▶ **Text section**:
Saturday, August 3rd, 2013

Risk Perception

The image above was shot during the 2010 Maverick’s Challenge where I worked as support and Photographer for K38 Rescue, who ran Event Ocean Safety and in process was in charge of training a cadre of local watermen to be a Rescue team. That local team was headed up by Vince Broglio. It was a big and perfect day. Possibly the biggest, best surf, ever paddled into for a competitive event.

The quote is something Shawn said in one of our project groups this week. And I immediately turned it into an Oceanlovers Blue Note. Blue Notes are wisdom gleaned from the Sea, basically. You can find them here on Oceanlovers’ site, and you should be able to right click grab them. They are meant to be shared.

I study risk. Have for a long time now. As someone with a background in high risk competitive sports as well as a depth of Ocean experience, if I were not risk aware, I would not be sitting here typing on a Saturday morning. But this week has prompted me to want to expound a little on Risk Perception. You see, Risk is always there. But it is our understanding and awareness of it which allows us to potentially manage some of that potential threat to our own and other’s life and limb, with our choices and actions, and hopefully, to come away unscathed.

This is a very complex and layered subject. I have written a little bit about Shawn and I’s affiliation and relationship here in this regard in Peaking in Seconds and Feet. The people I work with via K38 Rescue and in my other various affiliations, are world leaders in various aspects of emergency response. We all support each other, mentor, and yes hold ourselves accountable, as members of a large Community. Accountability is everything when managing risk.

Understanding is what we strive for, as responsibility for our own safety and that of our subjects as professional imagers, needs to underpin our life. Without that you would see a pattern develop in and around your work which would include injuries-damage  to yourself, equipment and subjects. So we study to learn the risk, safeguard ourselves, and push for a more pleasant experience and to set an appropriate example for others.

Let me underscore something, speaking of accountability. I have never been hurt filming or shooting. With the exception of smacking Sean Tully, one of my long term collaborators in the head, when a lip grabbed an overly large waterhousing, I have never hurt or lost anyone. (I repaired Sean’s scalp wound. Being able to do that is another story) So in almost 15 years of filming all over the world, that means no bad cuts, head injuries, sprained or broken anything. Zilch. Nada. Zip.

▶ **What to do**:
- A) Could you write out the part of the risk perception post that begins at the words "Let me underscore" and ends with the words "Zilch. Nada. Zip."?
- B) Can you repeat the rows from the line containing "Locate the white goose with orange" through the line containing "x=312 y=265", with both of those lines included?

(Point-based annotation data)
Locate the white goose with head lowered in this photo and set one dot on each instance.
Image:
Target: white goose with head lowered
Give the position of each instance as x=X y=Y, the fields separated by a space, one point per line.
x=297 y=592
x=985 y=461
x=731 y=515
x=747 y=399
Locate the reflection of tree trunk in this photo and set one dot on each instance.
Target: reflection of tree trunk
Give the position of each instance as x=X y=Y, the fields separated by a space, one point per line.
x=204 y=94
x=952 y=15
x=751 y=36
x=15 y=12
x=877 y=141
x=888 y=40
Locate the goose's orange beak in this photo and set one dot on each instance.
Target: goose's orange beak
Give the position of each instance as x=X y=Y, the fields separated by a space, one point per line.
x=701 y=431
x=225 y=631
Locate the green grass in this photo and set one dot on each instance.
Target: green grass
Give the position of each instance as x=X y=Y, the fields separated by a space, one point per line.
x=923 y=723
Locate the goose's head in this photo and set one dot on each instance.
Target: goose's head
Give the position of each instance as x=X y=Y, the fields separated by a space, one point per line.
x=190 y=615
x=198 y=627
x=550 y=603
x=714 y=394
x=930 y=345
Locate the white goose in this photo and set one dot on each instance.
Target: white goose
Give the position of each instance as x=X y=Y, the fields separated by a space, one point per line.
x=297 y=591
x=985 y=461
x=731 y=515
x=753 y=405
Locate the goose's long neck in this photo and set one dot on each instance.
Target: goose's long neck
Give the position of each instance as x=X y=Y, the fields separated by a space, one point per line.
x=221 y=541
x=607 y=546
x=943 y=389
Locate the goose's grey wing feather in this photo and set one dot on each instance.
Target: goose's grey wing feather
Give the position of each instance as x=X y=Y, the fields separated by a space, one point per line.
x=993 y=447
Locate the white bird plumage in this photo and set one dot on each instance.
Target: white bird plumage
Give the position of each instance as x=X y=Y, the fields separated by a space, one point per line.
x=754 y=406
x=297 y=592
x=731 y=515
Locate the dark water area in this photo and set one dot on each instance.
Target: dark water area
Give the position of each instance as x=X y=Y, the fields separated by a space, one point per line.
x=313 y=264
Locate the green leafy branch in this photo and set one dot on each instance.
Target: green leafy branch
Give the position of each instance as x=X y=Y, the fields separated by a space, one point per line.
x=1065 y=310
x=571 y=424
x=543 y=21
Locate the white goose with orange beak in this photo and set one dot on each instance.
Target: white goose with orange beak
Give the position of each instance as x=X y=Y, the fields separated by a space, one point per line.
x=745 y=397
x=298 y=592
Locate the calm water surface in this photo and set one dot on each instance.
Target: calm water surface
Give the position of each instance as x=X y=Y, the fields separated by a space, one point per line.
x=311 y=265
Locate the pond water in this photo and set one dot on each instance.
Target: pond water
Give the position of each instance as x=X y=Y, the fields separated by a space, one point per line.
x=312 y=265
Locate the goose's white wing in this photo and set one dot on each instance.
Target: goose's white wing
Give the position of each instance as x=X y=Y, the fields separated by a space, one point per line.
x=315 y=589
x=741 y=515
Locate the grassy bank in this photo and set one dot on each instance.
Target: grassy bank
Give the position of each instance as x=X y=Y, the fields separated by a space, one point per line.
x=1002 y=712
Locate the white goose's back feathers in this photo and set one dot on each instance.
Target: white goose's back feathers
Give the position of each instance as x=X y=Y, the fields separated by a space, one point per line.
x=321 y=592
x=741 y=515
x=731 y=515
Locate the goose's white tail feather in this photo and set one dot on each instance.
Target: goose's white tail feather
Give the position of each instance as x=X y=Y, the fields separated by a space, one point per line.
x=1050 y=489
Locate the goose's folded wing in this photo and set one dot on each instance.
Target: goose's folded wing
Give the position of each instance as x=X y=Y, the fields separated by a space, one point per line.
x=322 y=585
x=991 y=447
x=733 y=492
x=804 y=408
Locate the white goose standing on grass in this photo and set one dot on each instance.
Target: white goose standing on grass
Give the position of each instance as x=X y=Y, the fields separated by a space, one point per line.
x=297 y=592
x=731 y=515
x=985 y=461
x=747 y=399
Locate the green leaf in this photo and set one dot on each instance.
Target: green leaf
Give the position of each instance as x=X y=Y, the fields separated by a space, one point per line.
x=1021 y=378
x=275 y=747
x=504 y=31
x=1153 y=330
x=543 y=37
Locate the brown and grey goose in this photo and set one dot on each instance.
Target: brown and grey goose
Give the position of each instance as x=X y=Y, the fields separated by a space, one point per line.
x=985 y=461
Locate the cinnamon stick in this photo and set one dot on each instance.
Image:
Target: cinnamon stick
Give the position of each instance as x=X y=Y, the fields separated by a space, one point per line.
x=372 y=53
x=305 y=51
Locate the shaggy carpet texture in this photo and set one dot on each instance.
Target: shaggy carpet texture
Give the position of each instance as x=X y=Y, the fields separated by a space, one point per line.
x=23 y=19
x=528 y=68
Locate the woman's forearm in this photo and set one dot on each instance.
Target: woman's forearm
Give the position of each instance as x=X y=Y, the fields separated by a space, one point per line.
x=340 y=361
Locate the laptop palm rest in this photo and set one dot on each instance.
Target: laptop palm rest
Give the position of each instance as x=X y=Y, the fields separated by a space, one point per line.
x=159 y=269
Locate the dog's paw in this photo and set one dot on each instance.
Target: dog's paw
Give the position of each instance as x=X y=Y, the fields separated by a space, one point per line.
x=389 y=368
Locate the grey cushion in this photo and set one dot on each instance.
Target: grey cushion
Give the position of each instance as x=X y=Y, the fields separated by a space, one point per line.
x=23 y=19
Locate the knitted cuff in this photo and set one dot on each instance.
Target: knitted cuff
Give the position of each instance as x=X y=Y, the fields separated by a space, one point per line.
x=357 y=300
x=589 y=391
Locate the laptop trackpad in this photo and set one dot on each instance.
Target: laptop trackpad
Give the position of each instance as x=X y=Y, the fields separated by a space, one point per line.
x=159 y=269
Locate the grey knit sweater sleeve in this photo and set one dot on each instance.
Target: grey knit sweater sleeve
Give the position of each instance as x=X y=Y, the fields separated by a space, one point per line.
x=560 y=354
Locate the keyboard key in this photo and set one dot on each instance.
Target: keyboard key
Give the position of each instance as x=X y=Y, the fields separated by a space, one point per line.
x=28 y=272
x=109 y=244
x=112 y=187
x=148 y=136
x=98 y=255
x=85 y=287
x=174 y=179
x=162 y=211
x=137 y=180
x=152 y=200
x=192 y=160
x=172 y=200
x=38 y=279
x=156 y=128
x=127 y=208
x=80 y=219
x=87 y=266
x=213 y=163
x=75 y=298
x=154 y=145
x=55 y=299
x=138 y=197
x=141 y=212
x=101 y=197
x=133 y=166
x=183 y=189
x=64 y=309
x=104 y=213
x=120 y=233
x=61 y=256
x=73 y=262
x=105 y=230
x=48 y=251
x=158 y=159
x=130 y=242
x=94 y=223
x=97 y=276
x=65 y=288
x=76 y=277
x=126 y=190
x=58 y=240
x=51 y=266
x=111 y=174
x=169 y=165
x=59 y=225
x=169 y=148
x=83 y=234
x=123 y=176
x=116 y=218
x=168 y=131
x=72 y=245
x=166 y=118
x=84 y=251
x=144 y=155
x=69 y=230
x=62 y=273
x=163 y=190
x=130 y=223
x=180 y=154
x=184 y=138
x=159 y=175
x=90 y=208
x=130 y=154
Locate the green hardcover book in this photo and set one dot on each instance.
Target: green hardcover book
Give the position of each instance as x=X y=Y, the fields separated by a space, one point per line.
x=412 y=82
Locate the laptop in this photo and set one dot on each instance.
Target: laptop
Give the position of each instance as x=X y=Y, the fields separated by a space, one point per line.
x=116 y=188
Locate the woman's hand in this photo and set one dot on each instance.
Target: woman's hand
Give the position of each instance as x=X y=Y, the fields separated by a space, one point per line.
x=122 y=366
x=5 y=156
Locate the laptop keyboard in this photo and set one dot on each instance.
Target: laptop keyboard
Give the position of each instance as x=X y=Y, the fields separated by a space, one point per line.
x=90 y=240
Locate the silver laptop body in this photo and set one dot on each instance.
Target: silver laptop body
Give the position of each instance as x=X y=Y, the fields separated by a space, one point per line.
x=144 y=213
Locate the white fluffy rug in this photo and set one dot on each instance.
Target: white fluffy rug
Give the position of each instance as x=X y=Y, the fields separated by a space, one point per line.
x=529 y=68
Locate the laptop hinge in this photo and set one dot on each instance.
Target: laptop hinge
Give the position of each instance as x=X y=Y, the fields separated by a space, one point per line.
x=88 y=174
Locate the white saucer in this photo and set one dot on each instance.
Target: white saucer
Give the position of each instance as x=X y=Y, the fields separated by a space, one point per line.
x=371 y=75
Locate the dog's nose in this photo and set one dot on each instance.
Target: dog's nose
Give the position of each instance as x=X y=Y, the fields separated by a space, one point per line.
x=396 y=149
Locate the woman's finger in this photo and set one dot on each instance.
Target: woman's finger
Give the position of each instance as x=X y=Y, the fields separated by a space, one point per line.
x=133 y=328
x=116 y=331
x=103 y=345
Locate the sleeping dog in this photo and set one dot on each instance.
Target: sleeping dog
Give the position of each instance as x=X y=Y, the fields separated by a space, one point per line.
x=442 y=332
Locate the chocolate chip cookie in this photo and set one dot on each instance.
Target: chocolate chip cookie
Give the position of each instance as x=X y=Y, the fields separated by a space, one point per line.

▶ **Solutions**:
- A)
Let me underscore something, speaking of accountability. I have never been hurt filming or shooting. With the exception of smacking Sean Tully, one of my long term collaborators in the head, when a lip grabbed an overly large waterhousing, I have never hurt or lost anyone. (I repaired Sean’s scalp wound. Being able to do that is another story) So in almost 15 years of filming all over the world, that means no bad cuts, head injuries, sprained or broken anything. Zilch. Nada. Zip.

- B)
Locate the white goose with orange beak in this photo and set one dot on each instance.
Target: white goose with orange beak
Give the position of each instance as x=X y=Y, the fields separated by a space, one point per line.
x=745 y=397
x=298 y=592
Locate the calm water surface in this photo and set one dot on each instance.
Target: calm water surface
Give the position of each instance as x=X y=Y, the fields separated by a space, one point per line.
x=311 y=265
Locate the pond water in this photo and set one dot on each instance.
Target: pond water
Give the position of each instance as x=X y=Y, the fields separated by a space, one point per line.
x=312 y=265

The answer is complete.